▸ What you need to do
Pull out each line of the material below that contains the string "gold". Matching is case-sensitive.

---------------

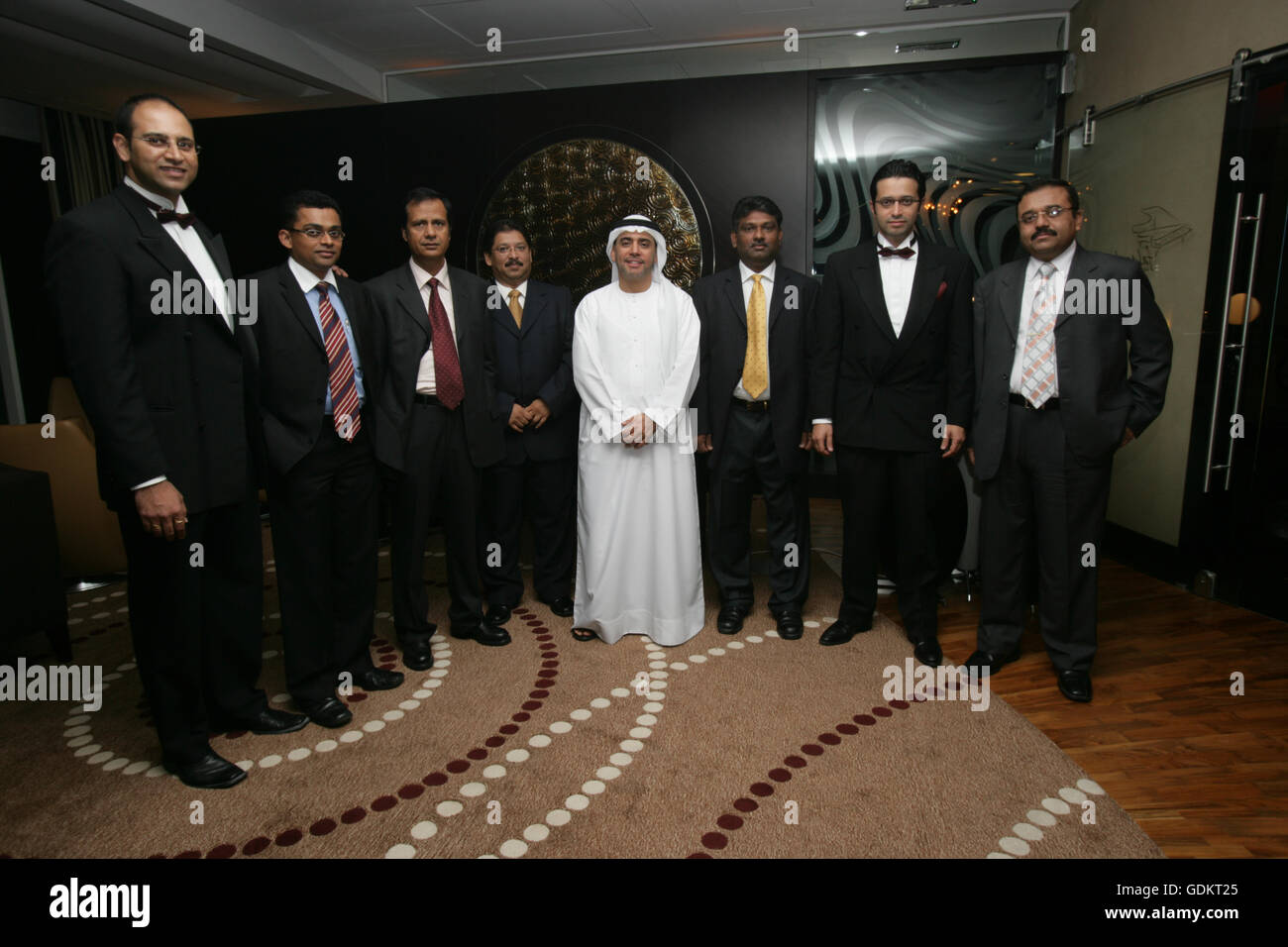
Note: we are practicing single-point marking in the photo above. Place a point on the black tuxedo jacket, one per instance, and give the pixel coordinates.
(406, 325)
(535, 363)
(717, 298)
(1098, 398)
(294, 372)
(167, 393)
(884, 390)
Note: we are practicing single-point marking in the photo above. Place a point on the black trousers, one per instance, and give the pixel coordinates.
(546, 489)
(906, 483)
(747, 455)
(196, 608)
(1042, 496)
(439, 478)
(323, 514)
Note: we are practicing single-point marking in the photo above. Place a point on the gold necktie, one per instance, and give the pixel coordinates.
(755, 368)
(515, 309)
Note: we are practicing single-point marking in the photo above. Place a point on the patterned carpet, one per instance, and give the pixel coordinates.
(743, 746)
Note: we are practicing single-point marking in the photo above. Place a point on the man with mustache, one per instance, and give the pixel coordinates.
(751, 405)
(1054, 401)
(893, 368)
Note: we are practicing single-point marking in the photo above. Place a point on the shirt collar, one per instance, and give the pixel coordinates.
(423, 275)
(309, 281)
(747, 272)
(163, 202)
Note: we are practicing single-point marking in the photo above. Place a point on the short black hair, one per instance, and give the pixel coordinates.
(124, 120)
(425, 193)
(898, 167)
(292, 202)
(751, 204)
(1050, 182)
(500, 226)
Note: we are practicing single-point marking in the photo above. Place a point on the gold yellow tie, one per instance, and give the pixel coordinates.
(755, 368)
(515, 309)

---------------

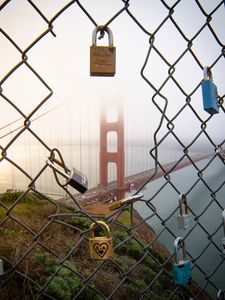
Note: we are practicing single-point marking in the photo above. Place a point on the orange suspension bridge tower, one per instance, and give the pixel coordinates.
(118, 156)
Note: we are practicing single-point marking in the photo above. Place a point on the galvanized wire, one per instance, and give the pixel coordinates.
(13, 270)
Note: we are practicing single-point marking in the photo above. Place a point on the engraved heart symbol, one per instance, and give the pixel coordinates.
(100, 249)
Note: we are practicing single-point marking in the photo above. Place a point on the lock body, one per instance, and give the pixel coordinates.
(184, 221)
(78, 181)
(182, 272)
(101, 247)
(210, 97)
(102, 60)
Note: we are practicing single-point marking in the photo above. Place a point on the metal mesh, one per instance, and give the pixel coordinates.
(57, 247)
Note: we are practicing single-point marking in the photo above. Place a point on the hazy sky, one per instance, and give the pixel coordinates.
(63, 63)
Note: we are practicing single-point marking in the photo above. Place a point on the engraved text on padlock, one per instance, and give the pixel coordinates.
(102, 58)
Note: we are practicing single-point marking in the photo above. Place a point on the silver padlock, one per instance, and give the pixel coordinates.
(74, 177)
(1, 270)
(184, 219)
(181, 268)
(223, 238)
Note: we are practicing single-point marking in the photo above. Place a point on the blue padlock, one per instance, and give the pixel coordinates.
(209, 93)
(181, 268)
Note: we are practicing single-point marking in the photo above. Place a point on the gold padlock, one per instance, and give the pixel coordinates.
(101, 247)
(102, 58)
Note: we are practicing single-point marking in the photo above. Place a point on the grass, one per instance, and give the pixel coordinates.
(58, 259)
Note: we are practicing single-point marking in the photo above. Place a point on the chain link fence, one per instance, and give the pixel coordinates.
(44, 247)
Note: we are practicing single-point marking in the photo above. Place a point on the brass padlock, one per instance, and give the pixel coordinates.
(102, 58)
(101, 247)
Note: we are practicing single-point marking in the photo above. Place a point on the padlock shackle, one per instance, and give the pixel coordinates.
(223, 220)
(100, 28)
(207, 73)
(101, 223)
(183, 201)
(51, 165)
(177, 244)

---------------

▸ Task result
Note: we are practicing single-point marking in the photo above. Place a point on the gold necktie, one per instance, and give the pixel coordinates.
Note: we are practicing single-point marking in the photo above. Place a point on the gold yellow tie, one per instance, and give the pixel coordinates.
Note: we are practicing single-point marking in the photo above. Place a point on the gold padlock, one per instance, and give the pixel coordinates.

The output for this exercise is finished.